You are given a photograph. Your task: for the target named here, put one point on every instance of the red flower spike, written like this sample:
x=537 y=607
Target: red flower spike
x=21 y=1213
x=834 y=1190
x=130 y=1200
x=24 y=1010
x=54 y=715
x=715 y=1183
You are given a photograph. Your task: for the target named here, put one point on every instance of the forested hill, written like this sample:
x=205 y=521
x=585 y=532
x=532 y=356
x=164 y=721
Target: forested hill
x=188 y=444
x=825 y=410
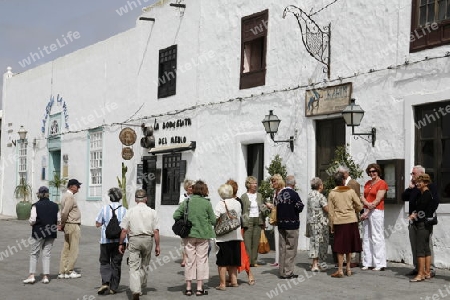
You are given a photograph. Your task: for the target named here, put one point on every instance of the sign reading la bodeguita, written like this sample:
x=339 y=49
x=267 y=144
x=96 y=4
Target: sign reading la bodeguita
x=329 y=100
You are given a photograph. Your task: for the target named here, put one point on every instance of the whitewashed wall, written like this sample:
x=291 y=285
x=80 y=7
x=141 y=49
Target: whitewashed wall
x=123 y=71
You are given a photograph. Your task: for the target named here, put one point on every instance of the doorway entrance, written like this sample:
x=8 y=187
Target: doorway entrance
x=54 y=167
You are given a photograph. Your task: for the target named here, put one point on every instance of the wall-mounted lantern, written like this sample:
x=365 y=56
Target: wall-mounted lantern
x=22 y=135
x=353 y=115
x=271 y=123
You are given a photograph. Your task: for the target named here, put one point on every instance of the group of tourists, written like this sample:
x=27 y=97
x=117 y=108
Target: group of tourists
x=344 y=214
x=356 y=221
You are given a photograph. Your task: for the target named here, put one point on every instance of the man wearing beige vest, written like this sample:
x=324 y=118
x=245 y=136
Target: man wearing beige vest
x=70 y=224
x=141 y=224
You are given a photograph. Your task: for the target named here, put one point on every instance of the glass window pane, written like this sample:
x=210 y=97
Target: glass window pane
x=442 y=9
x=447 y=16
x=431 y=8
x=445 y=192
x=445 y=122
x=446 y=153
x=426 y=122
x=427 y=150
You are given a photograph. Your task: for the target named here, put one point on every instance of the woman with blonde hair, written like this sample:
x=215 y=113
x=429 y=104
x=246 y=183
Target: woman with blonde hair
x=343 y=204
x=317 y=223
x=422 y=231
x=229 y=244
x=245 y=261
x=253 y=218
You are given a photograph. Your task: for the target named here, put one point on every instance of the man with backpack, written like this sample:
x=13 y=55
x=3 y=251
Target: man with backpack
x=109 y=219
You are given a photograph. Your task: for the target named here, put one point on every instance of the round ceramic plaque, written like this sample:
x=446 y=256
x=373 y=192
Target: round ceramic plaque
x=127 y=136
x=127 y=153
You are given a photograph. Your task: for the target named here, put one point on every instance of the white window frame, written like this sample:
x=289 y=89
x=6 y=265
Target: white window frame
x=95 y=164
x=22 y=159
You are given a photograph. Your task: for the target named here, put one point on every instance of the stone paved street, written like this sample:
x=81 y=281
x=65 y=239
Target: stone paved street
x=166 y=276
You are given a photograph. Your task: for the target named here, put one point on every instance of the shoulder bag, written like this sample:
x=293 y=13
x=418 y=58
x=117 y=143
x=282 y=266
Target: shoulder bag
x=182 y=226
x=431 y=221
x=227 y=221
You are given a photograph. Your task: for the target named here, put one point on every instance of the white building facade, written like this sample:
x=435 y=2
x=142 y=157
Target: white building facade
x=206 y=75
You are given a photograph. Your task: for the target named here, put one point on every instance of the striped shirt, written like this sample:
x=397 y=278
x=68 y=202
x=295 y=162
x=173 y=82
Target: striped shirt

## PROBLEM REQUIREMENTS
Take every line above that includes "shirt" and list it.

## THE ANSWER
You are given a photograph. Your task: for the target named here, put one point on every instance of the striped shirt, written like this sample:
Target: striped shirt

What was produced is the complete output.